═══ Supplied data ═══
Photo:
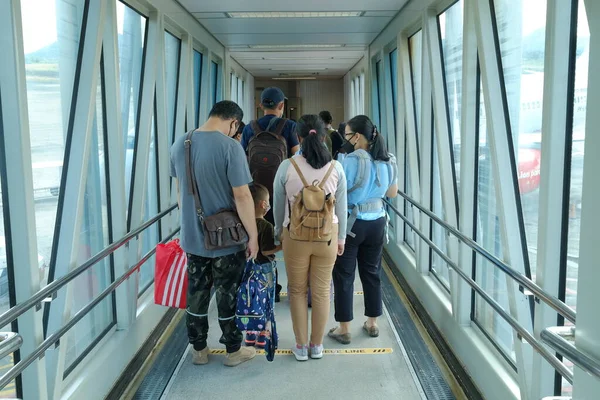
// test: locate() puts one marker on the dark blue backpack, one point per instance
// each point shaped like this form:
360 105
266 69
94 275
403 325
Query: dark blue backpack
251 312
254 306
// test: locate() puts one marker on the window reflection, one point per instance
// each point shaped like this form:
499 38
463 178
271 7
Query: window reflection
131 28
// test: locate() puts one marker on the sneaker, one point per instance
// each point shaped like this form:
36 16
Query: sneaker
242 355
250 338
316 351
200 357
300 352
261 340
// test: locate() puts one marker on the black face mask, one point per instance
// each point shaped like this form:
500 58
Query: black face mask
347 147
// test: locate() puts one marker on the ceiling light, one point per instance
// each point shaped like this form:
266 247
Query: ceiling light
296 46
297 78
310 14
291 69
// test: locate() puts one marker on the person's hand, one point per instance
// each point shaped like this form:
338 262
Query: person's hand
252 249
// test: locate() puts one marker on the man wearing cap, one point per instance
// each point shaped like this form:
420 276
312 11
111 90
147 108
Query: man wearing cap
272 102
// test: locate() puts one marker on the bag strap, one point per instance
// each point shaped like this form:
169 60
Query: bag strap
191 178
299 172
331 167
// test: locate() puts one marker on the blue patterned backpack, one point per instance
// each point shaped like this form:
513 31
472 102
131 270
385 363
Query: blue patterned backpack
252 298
═══
In the records above, locate every line with the string "marker" and copy it.

Exercise solution
// test: locate() puts one marker on the dark blue backpack, one point per instance
// test: locate() puts one marker on the window reflection, one point per instance
// test: locate() puts one marker on the sneaker, one point per instance
// test: locate() puts one marker on the black face mask, one point per instance
// test: locate() puts one marker on the ceiling light, one point per instance
// test: locate() puts one marker on the person's hand, one point per instance
// test: locate() puts one marker on the man wearing cap, one point per instance
// test: locate() puts one marker on the bag strap, one point per instance
// test: locate() puts one marker on the blue patterned backpack, one point per instance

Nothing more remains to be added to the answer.